RECORDS TO USE Start Marker
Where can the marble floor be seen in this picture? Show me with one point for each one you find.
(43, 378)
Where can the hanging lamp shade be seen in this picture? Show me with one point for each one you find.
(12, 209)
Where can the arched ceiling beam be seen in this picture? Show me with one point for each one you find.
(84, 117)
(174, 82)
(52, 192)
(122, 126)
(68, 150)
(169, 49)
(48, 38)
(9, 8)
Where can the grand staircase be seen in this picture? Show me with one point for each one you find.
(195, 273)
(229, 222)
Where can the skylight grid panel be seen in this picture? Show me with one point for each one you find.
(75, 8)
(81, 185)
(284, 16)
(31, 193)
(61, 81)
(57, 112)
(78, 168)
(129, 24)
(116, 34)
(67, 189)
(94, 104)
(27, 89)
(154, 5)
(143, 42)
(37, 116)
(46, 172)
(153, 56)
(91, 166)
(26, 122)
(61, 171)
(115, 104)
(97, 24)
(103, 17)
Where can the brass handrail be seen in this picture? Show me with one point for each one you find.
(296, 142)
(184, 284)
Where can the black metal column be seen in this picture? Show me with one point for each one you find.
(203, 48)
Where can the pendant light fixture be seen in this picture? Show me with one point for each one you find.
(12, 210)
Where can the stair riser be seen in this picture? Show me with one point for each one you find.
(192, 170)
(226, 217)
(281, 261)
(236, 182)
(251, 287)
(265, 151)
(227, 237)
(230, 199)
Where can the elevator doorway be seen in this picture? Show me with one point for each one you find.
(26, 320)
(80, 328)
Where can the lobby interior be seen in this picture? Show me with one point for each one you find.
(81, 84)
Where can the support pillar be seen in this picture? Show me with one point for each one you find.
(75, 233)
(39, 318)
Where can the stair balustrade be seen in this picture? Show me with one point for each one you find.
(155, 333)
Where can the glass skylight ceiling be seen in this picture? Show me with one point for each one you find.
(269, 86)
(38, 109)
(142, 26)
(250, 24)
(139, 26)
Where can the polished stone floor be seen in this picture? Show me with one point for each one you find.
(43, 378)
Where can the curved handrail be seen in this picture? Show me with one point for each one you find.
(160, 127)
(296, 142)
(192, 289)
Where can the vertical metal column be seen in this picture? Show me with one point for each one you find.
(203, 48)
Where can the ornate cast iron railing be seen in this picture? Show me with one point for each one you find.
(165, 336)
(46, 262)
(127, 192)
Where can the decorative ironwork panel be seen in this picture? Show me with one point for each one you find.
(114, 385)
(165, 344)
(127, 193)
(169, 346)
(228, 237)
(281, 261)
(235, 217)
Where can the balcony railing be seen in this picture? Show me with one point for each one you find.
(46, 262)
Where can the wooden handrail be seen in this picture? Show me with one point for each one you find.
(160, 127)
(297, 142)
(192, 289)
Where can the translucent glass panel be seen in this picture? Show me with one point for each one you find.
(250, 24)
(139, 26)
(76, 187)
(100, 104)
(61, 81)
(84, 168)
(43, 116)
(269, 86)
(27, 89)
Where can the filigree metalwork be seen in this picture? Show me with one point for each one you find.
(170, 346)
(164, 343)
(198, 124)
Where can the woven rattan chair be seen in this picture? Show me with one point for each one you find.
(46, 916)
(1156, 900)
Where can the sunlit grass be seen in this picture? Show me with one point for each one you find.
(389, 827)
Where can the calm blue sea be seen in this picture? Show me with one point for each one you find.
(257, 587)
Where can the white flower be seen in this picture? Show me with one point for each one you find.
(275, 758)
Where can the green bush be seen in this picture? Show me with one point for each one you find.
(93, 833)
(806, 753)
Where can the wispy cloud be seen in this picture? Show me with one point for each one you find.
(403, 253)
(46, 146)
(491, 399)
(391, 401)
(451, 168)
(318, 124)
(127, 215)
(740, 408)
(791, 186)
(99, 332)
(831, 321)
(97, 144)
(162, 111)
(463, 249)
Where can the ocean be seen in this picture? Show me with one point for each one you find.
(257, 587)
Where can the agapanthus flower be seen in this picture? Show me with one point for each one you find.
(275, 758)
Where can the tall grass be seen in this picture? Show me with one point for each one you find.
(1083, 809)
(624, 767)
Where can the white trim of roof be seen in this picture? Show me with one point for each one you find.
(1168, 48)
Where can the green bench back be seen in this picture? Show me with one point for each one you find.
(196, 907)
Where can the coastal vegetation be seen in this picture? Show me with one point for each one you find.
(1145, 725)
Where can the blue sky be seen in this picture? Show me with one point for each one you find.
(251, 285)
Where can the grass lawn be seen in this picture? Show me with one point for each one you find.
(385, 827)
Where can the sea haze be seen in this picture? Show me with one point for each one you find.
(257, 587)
RECORDS TO USE End Marker
- [YOUR INSTRUCTIONS] The answer must be the complete set of entries, retyped exactly.

- [SOLUTION]
Where can the marble floor be seen in this picture? Show me with one point for each one you find.
(43, 378)
Where can the hanging lamp shade be seen in this picture? Show me with one point for each one you find.
(12, 209)
Where can the arched ceiling beam be seen in this picture? Show me with one point for each one you find.
(84, 117)
(174, 82)
(52, 192)
(122, 126)
(68, 150)
(169, 49)
(48, 38)
(9, 8)
Where can the grand staircase be seen in this picture? Show me with one point for each one you find.
(195, 273)
(229, 222)
Where can the skylight grid panel be seen in this picture? Show me with one point for each one you find.
(75, 8)
(81, 185)
(284, 16)
(31, 193)
(61, 81)
(57, 112)
(78, 168)
(129, 24)
(116, 34)
(67, 189)
(94, 104)
(27, 89)
(154, 5)
(143, 42)
(37, 116)
(46, 172)
(153, 56)
(91, 166)
(26, 122)
(61, 171)
(115, 104)
(97, 24)
(103, 17)
Where can the brass handrail be seen in this picture? Show me with one point for each one you find.
(296, 142)
(184, 284)
Where can the black metal column be seen in this picture? Show me with one point for each one you find.
(203, 48)
Where can the pendant light fixture be seen in this picture? Show me with one point for each one you find.
(12, 210)
Where can the stair riser be seen in this picture? Show me with one point for each one you find.
(192, 170)
(226, 217)
(281, 261)
(236, 182)
(251, 287)
(265, 151)
(227, 237)
(230, 199)
Where can the elevator doorway be seen in this picture? Show me with one point for each one you find.
(26, 320)
(80, 328)
Where can the lobby interior be seen in this picture? Show me with one point for each one you find.
(81, 84)
Where can the support pillar be seen in this picture? Show me with one point for each one you find.
(75, 233)
(39, 318)
Where can the stair balustrade be seen in this picture? Show me with one point for each one you find.
(155, 333)
Where can the glass skylight ceiling be seen in this picture? Show me with one point for each one you find.
(269, 86)
(38, 109)
(142, 26)
(250, 24)
(139, 26)
Where can the polished stone floor be seen in this picture? Show me with one point for each one you find.
(43, 378)
Where can the curved handrail be seen in this picture? Show me with one point for each one you find.
(160, 127)
(296, 142)
(192, 289)
Where can the vertical metal column be seen in this picture? Show me with one point for each one you find.
(203, 48)
Where can the ornate cast iron railing be seen in this picture? Show me with one point for each one you find.
(165, 336)
(46, 262)
(127, 192)
Where can the decorative ironwork panel be seen in this picture? Show me with one point for each one you find.
(114, 385)
(165, 344)
(127, 193)
(169, 346)
(228, 237)
(281, 261)
(235, 217)
Where can the balcony railing be seen in this picture? Show me with one point for each one you find.
(46, 262)
Where can the wooden handrail be seen in this picture? Show me with one point for each one you find.
(160, 127)
(297, 142)
(192, 289)
Where can the translucent glass panel be seen in this picture? Show me with one point for each one you find.
(250, 24)
(139, 26)
(76, 187)
(100, 104)
(61, 81)
(84, 168)
(43, 116)
(269, 86)
(27, 89)
Where can the filigree metalwork be seen in this picture? Show me with one point for each one you find.
(170, 346)
(164, 343)
(198, 124)
Where can the woven rattan chair be seen in this picture? Show me with one point for each one you find.
(46, 916)
(1156, 900)
Where can the sunlit grass be seen in this picture? Show me with one point for each one you find.
(389, 827)
Where can the calm blue sea be seen in this picture? Show me with one point for each one you find.
(257, 587)
Where can the white flower be seen in this picture? Show me with one point for each one you find.
(275, 758)
Where can the green bush be seen in this picture? Show me with one point for each one you find.
(93, 833)
(806, 753)
Where can the wispy cloud be seen in this picture? Show me with one point for each one you find.
(403, 253)
(46, 146)
(491, 399)
(391, 401)
(451, 168)
(318, 124)
(127, 215)
(740, 408)
(791, 186)
(99, 332)
(831, 321)
(97, 144)
(162, 111)
(463, 249)
Where can the ocean be seen in this picture? Show me with one point for each one you find.
(257, 587)
Where can the agapanthus flower be seen in this picture? Show me with one point for each one you find.
(275, 758)
Where can the tall grass be seen in this picture? Show me with one point for each one you find.
(1083, 809)
(624, 767)
Where can the white trim of roof be seen in this picture? Show me with one point for each one you find.
(1168, 48)
Where can the green bench back be seen in this picture? Show me with one point for each one you find.
(196, 907)
Where can the coastal vegetation be seen in this picture? Show me with one point for each one you find.
(1145, 725)
Where can the blue sky be seen in this picture? Show me with one point for each one you find.
(251, 285)
Where can the grass lawn be seen in this picture? Show me with one point for each one you find.
(385, 827)
Where can the sea haze be seen in this picture? Show me with one point for each one you find.
(257, 587)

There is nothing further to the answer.